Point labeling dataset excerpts
╭──

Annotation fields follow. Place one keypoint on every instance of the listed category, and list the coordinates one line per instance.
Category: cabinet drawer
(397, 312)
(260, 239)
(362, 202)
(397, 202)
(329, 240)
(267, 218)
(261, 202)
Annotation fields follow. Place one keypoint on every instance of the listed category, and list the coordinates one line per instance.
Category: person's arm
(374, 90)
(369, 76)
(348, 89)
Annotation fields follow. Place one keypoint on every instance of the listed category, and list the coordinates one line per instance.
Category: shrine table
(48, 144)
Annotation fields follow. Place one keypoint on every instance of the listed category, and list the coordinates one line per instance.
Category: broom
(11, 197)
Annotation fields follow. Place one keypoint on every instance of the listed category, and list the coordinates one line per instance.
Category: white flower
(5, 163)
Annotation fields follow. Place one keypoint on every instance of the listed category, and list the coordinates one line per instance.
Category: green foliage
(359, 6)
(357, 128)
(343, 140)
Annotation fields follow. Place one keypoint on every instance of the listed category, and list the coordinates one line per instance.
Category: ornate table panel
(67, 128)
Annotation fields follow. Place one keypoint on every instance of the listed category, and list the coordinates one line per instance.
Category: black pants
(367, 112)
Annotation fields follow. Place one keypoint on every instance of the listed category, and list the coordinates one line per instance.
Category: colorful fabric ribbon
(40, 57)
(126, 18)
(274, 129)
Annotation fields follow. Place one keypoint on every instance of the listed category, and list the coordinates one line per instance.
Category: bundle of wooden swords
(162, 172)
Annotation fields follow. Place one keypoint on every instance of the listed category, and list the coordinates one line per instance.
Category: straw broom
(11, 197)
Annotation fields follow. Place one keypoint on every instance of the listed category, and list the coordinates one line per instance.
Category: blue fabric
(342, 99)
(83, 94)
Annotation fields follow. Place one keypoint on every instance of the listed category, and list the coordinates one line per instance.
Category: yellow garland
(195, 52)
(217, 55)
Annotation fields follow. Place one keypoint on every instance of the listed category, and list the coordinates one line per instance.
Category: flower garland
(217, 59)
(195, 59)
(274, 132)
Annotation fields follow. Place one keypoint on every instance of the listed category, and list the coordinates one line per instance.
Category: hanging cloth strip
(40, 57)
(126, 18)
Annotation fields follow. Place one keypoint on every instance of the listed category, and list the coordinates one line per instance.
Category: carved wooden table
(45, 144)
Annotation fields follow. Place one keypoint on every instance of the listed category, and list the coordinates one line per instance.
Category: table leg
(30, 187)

╰──

→ **WHAT YOU NEED TO DO**: Please output the entries above, every line exactly as it reads.

→ **EXERCISE SOLUTION**:
Annotation fields follow. Place one keypoint on every instance of the listed category, and list the coordinates one line per instance.
Category: cabinet drawer
(397, 312)
(260, 239)
(362, 202)
(397, 202)
(329, 240)
(267, 218)
(261, 202)
Annotation fields follow. Place one keypoint on every instance of the listed category, and list the coordinates one line per instance.
Category: person's arm
(374, 90)
(369, 76)
(348, 89)
Annotation fields follow. Place one keypoint on every instance of the listed category, and list the coordinates one line per instance.
Category: shrine table
(48, 144)
Annotation fields follow. Place one keypoint on every instance of the listed category, and list the coordinates one line per instance.
Category: broom
(11, 197)
Annotation fields follow. Place one keypoint on every instance of the listed category, and list the coordinates one line per instance.
Category: white flower
(5, 163)
Annotation fields follow. Place one keypoint on every instance of the listed category, and list the coordinates one line per instance.
Category: green foliage
(359, 6)
(357, 128)
(343, 140)
Annotation fields follow. Place one keypoint on every instance of the listed category, and list the coordinates one line per instance.
Category: ornate table panel
(67, 128)
Annotation fields follow. Place one keypoint on every instance of the listed category, and list the coordinates one line per instance.
Category: black pants
(367, 112)
Annotation fields follow. Place one keypoint on every instance of the listed category, and list the coordinates one line per instance.
Category: colorful fabric ribbon
(40, 57)
(126, 18)
(274, 129)
Annotation fields follow. Place one keypoint on every instance of the listed category, and list the coordinates one line per instance.
Category: bundle of wooden swords
(162, 172)
Annotation fields follow. Place one keypoint on every instance of the listed category, and list the coordinates one line per instance.
Category: straw broom
(11, 197)
Annotation fields follow. Place one keypoint on every instance of the listed category, and list the coordinates one line per instance.
Category: blue fabric
(342, 99)
(83, 94)
Annotation fields follow. Place one keypoint on every instance of the listed category, and list the coordinates one line per instance.
Category: yellow garland
(195, 52)
(217, 55)
Annotation fields follow. Place one keypoint on every instance of the listed category, and list the coordinates one line per instance.
Category: flower garland
(217, 59)
(195, 59)
(274, 132)
Annotation fields follow. Place one keypoint on every instance of the listed category, and list the coordinates one line per instance.
Category: hanging cloth strip
(40, 57)
(126, 18)
Annotation fields follow. Place one keypoint on every instance of the listed category, and list the coordinates one line per instance.
Category: carved wooden table
(45, 144)
Annotation fields follow. Place one keypoint on every instance of the listed category, and list the coordinates one line per instance.
Category: table leg
(30, 187)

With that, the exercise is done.